Coordinate annotation entries
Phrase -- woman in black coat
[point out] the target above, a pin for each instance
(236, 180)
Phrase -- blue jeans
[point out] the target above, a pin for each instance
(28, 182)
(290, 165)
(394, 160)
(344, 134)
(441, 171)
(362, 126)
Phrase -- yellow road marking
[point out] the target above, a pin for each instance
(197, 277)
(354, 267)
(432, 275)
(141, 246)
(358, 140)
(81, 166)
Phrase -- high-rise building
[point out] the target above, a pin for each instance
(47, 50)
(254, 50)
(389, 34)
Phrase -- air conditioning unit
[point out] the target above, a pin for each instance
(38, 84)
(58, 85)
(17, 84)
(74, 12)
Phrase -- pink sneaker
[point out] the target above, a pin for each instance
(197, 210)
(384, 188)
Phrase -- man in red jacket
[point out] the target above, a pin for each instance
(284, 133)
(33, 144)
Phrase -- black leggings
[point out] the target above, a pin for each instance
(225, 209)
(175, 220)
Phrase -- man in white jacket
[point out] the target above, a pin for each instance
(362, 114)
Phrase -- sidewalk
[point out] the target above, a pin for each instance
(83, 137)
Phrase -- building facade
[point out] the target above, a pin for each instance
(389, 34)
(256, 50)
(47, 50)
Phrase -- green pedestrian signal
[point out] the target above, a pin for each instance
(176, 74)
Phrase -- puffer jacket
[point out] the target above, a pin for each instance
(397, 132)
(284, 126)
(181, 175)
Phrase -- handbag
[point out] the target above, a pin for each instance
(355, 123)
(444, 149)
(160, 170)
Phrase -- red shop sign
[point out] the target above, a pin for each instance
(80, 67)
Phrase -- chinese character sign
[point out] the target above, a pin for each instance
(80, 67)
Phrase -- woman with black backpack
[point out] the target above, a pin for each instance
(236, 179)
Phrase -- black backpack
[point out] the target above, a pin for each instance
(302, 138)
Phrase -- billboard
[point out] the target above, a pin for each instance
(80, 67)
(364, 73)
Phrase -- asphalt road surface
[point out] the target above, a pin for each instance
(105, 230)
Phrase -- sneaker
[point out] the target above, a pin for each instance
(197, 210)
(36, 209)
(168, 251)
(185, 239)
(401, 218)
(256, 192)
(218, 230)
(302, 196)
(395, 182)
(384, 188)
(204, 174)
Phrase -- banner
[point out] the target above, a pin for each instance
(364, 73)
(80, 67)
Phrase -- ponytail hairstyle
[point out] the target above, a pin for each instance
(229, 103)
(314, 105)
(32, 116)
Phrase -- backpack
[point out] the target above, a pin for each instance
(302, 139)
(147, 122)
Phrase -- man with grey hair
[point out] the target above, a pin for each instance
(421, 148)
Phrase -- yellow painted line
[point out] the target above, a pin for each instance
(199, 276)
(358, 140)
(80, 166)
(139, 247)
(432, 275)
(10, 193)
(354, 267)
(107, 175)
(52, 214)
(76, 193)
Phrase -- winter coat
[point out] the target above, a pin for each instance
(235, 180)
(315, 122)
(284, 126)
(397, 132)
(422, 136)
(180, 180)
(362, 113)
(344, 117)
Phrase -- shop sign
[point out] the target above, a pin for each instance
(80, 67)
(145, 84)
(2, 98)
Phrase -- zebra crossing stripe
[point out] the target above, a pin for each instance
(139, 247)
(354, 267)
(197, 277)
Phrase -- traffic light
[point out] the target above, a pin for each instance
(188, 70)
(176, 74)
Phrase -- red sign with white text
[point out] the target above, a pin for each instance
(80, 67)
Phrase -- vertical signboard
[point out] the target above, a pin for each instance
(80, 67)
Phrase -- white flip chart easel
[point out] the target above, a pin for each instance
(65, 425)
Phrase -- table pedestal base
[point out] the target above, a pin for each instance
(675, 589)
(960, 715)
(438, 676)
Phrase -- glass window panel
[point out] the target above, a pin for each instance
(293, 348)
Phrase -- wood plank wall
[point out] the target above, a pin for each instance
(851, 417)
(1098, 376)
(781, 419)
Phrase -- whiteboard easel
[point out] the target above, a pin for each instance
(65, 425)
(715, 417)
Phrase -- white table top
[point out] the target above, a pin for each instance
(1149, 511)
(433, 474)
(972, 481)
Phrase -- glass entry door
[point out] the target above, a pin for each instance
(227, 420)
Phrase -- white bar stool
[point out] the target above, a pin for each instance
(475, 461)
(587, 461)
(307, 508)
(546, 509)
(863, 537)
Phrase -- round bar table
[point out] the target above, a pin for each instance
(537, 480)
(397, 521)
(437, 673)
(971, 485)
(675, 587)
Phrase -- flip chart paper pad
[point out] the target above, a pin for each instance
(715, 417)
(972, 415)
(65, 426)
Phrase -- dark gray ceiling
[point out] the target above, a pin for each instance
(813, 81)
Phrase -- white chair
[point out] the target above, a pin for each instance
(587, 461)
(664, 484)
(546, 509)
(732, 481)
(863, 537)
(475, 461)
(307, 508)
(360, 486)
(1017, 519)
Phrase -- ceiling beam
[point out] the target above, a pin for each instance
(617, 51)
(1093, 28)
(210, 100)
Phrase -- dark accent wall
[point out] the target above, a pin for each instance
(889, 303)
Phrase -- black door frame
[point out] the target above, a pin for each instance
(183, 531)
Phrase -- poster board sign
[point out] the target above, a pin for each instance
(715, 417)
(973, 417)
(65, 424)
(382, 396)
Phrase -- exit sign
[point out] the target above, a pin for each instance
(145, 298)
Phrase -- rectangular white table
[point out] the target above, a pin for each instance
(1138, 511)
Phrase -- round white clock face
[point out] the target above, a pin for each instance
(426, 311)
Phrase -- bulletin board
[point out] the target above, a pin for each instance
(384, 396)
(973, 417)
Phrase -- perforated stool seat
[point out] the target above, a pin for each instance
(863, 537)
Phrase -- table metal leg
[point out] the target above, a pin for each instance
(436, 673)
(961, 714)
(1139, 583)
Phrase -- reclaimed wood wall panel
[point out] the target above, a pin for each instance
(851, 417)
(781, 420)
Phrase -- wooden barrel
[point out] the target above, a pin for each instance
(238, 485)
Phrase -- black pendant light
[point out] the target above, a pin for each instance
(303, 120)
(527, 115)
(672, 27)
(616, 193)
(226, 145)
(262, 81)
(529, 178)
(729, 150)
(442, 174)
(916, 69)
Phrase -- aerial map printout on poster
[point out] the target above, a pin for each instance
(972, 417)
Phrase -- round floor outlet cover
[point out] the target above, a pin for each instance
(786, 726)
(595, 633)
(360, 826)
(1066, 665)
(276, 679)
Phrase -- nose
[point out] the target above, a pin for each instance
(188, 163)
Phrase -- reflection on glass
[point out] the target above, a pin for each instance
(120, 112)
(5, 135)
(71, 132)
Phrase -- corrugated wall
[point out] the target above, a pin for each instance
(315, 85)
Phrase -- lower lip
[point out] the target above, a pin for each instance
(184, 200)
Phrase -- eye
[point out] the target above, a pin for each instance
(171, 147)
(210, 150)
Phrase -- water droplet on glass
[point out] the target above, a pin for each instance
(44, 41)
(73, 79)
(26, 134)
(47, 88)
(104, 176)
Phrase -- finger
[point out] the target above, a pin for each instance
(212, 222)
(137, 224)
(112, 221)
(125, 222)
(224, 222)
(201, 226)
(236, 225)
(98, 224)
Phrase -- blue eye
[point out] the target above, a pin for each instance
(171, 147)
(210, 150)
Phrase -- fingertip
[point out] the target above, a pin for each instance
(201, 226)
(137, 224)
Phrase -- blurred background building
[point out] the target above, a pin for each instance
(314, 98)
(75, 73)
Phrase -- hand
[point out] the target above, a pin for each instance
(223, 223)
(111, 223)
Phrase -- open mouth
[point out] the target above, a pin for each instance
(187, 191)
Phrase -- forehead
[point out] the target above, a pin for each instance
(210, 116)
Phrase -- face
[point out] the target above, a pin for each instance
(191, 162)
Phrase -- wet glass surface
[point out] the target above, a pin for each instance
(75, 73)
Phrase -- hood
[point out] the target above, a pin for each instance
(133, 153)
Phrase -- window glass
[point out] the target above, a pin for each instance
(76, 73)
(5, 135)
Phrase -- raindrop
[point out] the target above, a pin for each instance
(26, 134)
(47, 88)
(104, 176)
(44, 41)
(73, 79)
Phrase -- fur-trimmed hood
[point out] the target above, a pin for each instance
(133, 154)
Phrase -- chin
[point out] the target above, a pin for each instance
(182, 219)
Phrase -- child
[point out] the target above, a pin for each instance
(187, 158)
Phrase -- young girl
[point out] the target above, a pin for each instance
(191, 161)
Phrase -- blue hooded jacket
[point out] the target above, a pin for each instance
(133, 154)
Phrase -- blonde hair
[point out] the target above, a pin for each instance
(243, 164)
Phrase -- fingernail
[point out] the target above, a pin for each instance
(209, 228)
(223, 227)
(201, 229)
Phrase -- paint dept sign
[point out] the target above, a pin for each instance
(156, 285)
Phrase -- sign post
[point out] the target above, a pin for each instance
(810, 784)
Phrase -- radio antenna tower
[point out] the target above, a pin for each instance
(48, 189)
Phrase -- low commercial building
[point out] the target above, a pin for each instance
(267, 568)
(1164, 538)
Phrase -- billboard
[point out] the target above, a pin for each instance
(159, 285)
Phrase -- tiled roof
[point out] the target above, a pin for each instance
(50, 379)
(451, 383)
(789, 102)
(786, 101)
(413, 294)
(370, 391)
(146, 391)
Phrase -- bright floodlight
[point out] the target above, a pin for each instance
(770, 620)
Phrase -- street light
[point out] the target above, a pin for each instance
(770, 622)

> **WRITTEN TASK**
Word for word, quote the lines from the line containing "Phrase -- young girl" through the end of the material, both included, and nothing else.

> **COMPLETED EXERCISE**
Phrase -- young girl
[point out] the target above, a pin for each instance
(191, 161)
Phrase -- blue hooded jacket
[point out] the target above, a pin for each instance
(133, 154)
Phrase -- blonde hair
[point out] the target above, a pin for each instance
(243, 164)
Phrase -- fingernail
[point out] the target above, a pin for each instance
(209, 228)
(223, 227)
(201, 229)
Phrase -- paint dept sign
[point out] the target above, a pin for each instance
(156, 285)
Phrase -- sign post
[point out] the target above, a pin for each instance
(810, 784)
Phrase -- radio antenna tower
[point out] the target above, a pin for each instance
(48, 189)
Phrase -- low commercial building
[point out] the target above, a pin for each instance
(267, 568)
(1164, 538)
Phrase -- billboard
[point out] the target above, a pin for each instance
(159, 285)
Phrase -- tiled roof
[point out] the target above, a pin for each instance
(50, 379)
(451, 383)
(789, 102)
(786, 101)
(413, 294)
(370, 391)
(146, 391)
Phrase -- bright floodlight
[point out] the target above, a pin for each instance
(770, 620)
Phrase -- street light
[point out] the target above, a pin for each instance
(770, 622)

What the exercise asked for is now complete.